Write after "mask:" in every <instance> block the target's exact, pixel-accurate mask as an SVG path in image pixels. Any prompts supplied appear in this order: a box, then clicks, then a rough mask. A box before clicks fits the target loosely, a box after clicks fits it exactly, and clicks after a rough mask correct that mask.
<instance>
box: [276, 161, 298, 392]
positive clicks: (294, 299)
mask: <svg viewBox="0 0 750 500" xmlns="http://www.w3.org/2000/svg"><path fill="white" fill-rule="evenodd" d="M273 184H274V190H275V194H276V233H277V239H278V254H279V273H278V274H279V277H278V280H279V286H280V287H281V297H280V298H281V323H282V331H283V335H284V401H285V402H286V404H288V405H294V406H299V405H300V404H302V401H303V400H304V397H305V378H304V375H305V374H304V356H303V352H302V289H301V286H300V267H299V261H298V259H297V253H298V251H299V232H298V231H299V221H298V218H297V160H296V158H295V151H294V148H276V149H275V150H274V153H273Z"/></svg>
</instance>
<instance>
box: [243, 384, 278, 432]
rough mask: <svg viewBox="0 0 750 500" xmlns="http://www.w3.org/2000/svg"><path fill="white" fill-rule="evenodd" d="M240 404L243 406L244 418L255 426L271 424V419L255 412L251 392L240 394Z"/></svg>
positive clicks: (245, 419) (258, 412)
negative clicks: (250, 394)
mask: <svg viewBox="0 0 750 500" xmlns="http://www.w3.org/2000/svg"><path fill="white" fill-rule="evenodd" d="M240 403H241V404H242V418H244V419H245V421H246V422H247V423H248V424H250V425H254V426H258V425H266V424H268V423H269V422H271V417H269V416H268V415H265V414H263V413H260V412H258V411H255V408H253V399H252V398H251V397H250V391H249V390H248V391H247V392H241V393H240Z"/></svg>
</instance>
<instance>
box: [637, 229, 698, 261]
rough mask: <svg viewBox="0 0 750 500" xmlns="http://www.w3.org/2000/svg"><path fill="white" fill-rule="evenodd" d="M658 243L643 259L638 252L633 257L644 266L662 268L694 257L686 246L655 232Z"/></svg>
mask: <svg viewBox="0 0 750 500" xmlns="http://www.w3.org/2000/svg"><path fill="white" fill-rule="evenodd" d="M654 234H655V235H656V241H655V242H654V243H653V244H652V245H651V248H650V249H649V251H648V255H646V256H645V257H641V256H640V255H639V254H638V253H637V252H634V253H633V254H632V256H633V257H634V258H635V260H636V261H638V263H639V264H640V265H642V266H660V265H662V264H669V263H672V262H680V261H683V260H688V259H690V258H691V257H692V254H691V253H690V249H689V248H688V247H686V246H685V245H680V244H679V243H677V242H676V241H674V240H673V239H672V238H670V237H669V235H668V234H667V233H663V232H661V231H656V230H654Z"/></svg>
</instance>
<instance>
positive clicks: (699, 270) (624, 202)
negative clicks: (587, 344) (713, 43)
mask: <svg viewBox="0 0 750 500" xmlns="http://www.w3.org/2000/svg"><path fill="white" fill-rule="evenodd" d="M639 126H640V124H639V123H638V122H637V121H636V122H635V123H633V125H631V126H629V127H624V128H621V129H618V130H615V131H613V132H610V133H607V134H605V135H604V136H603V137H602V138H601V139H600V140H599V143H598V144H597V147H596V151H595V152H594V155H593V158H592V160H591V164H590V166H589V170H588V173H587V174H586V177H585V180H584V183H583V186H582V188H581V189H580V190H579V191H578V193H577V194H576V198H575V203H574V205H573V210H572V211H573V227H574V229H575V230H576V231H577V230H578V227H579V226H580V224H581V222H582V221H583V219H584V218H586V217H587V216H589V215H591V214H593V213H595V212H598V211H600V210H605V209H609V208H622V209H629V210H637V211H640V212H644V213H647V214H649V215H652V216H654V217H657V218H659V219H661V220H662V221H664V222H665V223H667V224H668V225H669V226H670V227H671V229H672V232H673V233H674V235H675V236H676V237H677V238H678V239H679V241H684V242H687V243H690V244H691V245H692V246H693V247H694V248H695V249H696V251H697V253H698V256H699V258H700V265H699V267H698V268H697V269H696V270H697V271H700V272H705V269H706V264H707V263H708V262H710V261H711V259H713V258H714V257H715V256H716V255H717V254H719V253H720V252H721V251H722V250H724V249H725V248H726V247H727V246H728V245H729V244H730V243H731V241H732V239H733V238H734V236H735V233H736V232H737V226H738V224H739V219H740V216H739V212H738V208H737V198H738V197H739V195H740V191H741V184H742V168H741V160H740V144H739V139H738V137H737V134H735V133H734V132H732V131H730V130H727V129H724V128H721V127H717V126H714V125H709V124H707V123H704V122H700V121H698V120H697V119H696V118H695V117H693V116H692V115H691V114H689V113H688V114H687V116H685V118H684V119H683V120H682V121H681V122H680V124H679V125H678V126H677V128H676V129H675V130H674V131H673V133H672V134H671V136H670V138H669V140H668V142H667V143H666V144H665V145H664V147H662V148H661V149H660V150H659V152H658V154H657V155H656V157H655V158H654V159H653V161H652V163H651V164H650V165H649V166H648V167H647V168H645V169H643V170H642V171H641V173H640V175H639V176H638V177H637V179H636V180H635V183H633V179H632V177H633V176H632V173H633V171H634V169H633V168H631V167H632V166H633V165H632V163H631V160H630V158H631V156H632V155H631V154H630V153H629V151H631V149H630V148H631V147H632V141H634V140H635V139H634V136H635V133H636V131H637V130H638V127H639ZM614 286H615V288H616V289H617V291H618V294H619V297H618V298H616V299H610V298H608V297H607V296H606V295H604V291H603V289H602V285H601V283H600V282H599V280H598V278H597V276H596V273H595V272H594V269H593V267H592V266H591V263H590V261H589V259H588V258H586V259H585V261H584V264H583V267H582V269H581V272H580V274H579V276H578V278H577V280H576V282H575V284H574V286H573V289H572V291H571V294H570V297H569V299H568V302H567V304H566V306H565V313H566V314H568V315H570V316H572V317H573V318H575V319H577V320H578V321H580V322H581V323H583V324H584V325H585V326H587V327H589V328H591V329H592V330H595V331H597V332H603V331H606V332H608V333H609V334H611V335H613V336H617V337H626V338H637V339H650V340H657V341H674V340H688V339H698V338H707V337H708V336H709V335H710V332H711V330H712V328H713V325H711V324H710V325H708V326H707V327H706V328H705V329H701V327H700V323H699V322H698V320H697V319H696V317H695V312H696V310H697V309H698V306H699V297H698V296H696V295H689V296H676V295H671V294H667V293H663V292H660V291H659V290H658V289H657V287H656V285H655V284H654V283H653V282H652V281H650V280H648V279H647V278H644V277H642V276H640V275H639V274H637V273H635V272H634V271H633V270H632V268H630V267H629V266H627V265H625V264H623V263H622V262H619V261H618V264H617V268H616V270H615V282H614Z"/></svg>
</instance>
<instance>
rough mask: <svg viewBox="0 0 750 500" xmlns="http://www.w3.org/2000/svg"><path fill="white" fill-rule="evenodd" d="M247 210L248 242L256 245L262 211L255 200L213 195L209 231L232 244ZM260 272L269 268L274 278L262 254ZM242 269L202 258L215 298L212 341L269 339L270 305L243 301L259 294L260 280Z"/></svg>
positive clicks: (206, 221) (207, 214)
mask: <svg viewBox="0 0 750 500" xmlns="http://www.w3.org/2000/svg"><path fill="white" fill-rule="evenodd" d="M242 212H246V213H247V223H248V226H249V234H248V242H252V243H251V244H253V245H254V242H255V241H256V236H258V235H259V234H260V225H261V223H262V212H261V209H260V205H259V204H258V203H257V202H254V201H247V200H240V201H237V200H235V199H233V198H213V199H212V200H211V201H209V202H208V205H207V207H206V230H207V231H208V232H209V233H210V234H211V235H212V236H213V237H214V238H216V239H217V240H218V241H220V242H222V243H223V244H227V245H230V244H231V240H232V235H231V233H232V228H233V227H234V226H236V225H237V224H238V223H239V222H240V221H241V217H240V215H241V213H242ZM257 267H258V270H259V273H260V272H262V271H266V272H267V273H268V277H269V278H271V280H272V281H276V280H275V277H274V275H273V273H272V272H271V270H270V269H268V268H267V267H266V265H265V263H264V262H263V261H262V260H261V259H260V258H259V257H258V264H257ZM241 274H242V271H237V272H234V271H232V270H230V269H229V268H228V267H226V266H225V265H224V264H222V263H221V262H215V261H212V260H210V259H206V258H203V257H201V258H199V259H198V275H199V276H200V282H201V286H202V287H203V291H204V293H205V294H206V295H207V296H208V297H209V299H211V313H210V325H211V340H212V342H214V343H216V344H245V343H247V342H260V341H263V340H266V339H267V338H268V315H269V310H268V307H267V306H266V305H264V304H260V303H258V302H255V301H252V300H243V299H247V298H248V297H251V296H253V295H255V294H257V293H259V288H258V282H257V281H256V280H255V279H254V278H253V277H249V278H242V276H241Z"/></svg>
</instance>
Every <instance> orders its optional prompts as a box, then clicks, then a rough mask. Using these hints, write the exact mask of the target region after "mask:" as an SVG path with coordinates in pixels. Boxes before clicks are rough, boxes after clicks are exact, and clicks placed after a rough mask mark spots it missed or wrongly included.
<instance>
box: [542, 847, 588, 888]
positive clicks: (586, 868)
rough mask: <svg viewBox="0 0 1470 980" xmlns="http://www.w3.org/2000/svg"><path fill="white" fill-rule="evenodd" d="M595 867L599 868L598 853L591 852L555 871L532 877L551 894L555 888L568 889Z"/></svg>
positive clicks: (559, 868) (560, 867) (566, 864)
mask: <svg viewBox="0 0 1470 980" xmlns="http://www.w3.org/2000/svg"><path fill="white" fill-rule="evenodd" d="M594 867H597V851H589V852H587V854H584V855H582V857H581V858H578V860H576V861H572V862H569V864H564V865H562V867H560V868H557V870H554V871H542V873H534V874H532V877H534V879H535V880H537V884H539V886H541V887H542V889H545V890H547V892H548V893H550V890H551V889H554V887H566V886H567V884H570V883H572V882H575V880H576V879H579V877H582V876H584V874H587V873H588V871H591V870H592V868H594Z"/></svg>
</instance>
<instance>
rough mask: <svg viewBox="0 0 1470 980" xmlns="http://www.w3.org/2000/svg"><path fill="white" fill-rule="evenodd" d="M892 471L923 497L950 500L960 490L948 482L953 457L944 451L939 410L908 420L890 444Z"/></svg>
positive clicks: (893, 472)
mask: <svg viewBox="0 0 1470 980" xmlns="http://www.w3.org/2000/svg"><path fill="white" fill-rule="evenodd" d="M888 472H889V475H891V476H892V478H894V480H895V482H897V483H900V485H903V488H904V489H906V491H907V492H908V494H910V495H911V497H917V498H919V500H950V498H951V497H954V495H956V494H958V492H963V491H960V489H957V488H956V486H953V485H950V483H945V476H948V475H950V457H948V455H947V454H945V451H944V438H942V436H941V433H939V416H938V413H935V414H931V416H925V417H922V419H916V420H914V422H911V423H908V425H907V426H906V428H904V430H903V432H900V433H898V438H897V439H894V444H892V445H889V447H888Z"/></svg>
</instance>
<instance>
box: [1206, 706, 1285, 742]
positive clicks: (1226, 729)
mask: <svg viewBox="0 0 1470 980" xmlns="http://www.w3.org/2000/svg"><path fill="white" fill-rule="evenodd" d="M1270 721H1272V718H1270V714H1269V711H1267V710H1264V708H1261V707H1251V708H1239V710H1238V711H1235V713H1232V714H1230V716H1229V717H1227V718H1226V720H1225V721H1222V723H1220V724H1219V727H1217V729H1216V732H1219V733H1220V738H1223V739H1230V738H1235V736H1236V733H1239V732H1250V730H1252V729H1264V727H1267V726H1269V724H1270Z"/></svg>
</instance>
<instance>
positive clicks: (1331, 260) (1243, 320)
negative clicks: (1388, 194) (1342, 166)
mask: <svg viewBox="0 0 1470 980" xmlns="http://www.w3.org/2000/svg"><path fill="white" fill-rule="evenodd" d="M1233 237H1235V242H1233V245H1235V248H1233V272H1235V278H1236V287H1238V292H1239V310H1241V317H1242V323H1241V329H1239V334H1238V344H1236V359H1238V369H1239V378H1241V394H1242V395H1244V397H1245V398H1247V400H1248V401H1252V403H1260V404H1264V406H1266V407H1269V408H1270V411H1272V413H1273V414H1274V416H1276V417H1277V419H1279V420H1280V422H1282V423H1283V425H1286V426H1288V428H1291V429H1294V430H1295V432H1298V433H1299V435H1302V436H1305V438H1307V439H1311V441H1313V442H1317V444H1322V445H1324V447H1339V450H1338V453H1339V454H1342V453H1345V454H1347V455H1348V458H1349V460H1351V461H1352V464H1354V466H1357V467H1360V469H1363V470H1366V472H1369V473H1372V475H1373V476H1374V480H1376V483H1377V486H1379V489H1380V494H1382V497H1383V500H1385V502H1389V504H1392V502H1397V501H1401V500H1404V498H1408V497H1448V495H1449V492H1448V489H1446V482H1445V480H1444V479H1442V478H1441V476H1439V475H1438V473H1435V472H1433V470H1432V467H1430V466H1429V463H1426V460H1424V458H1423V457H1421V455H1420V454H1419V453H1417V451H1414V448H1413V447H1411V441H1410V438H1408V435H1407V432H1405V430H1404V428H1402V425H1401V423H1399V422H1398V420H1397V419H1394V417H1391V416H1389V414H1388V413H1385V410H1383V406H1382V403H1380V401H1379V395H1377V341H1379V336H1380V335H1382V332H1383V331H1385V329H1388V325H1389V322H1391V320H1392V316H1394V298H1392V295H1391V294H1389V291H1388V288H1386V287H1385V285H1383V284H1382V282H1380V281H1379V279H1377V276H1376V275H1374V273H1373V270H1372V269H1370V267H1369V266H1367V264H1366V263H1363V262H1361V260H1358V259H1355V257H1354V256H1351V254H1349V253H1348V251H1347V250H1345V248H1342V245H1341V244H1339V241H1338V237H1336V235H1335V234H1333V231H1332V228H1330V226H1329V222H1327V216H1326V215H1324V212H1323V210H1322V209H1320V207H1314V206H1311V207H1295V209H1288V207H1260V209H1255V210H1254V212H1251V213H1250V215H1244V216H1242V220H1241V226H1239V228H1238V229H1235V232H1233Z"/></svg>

————————

Task to complete: Within the material above, transcribe exactly the lines that run from the line holding "Every <instance> orders" through the line holding "positive clicks: (586, 868)".

Response:
Every <instance> orders its optional prompts as a box, then clicks, then a rough mask. Using these hints, write the exact mask of the target region after "mask:" as an SVG path with coordinates in pixels. Boxes before clicks are rough, boxes after clicks are exact, and clicks placed after a rough mask mark spots it missed or wrongly included.
<instance>
box: [542, 847, 588, 888]
positive clicks: (586, 868)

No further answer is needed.